* **TASK DETAILS**
Reproduce every entry in the listing without alteration.

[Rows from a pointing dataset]
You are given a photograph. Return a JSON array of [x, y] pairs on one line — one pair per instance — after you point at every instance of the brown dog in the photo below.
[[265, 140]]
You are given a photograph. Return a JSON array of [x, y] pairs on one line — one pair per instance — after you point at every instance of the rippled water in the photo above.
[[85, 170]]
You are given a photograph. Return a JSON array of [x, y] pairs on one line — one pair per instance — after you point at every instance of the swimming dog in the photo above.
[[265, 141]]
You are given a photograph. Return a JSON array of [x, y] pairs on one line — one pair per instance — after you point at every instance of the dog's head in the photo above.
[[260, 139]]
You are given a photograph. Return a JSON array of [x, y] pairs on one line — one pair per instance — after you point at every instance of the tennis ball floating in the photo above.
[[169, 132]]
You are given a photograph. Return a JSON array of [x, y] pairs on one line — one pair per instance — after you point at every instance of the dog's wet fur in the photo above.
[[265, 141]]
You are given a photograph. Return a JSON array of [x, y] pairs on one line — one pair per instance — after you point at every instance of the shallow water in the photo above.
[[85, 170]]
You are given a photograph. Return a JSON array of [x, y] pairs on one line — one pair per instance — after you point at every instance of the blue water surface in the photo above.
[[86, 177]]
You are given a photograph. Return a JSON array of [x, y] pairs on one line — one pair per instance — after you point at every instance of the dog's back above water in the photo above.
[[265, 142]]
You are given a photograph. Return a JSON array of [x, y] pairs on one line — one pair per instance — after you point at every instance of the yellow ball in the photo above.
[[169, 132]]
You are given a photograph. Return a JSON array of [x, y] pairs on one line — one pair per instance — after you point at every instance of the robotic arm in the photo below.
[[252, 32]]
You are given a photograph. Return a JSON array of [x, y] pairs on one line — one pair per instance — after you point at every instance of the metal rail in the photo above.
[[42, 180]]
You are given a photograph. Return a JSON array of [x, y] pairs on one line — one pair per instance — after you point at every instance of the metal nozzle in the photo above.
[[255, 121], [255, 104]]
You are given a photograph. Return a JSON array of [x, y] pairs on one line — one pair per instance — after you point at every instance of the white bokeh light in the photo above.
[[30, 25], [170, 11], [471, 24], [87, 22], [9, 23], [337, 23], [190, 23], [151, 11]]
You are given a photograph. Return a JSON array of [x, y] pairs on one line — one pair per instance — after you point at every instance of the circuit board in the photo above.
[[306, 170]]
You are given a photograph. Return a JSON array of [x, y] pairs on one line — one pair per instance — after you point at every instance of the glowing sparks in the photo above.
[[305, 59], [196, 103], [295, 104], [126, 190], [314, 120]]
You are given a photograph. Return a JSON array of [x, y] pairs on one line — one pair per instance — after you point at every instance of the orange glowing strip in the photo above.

* **THE OUTPUT**
You are given a photograph. Return a JSON array of [x, y] pairs on one line — one pair per instance — after you point at every instance of the brown dog in the photo below.
[[265, 140]]
You are given a photograph. Return a JSON array of [x, y] pairs on one line — one pair per instance — after you point at every instance of the rippled water in the photo above.
[[85, 170]]
You are given a photograph. Return a JSON array of [x, y] pairs on one line — one pair per instance — after you point at every instance of the swimming dog in the photo above.
[[265, 141]]
You are given a photograph. Return a JSON array of [x, y] pairs on one line — one pair per instance — after you point at every instance of the dog's head in the photo above.
[[260, 139]]
You are given a photograph. Return a JSON array of [x, y] pairs on one line — one pair per instance — after you point at every instance of the tennis ball floating in the photo above.
[[169, 132]]
You are given a photograph. Return a JSON array of [x, y] pairs on one line — one pair per instance — after you point at every instance of the dog's wet fur in the photo above.
[[265, 141]]
You are given a photograph. Return a JSON array of [x, y] pairs on one line — one pair per instance — after you point at every instance of the shallow water in the photo above.
[[85, 170]]
You are given a photograph. Return a JSON array of [x, y] pairs on one line — one pair per instance — after you point at every instance of the blue water surface in the photo above.
[[86, 177]]
You are given a photograph. Return a JSON array of [x, y] pairs on one line — one pair per instance — after you point at every instance of the dog's back above water in the photo above.
[[265, 142]]
You are given a photograph. Return a JSON array of [x, y] pairs on one line — one pair per instance — after you point at every instance of the yellow ball in the photo above.
[[169, 132]]
You are given a photograph. Return a JSON array of [x, y] pairs on one line — one pair per instance — after you point at every instance of the robotic arm in the photo below.
[[252, 32]]
You are given a photograph. Return a JSON array of [x, y] pairs on one line — one pair per instance — after you point at every instance of the metal rail in the photo above.
[[42, 180]]
You are given a photograph. Return a JSON array of [x, y] pairs on one line — one pair per instance — after you point at every instance of the metal nozzle in the photo above.
[[255, 121], [255, 104]]
You are given a photograph. Return a JSON array of [x, y] pairs on one line — one pair per instance — after you point at every instance of the white bokeh light in the photo above.
[[30, 25], [170, 11], [471, 24], [87, 22], [9, 23], [337, 23], [190, 23], [151, 11]]
You are given a photograph. Return a JSON array of [x, y] pairs on one line — one pair per instance — after you point at every instance of the circuit board in the photo above.
[[306, 170]]
You are given a photograph. Return a JSON array of [x, y] pairs on one line — one pair per instance — after you point at every instance of the glowing sparks in the photo above.
[[305, 59], [196, 103], [295, 104], [126, 190], [314, 120]]
You are given a photograph. Return a JSON array of [x, y] pairs on one line — one pair per instance — after you point at every instance of the orange glowing strip in the photo above.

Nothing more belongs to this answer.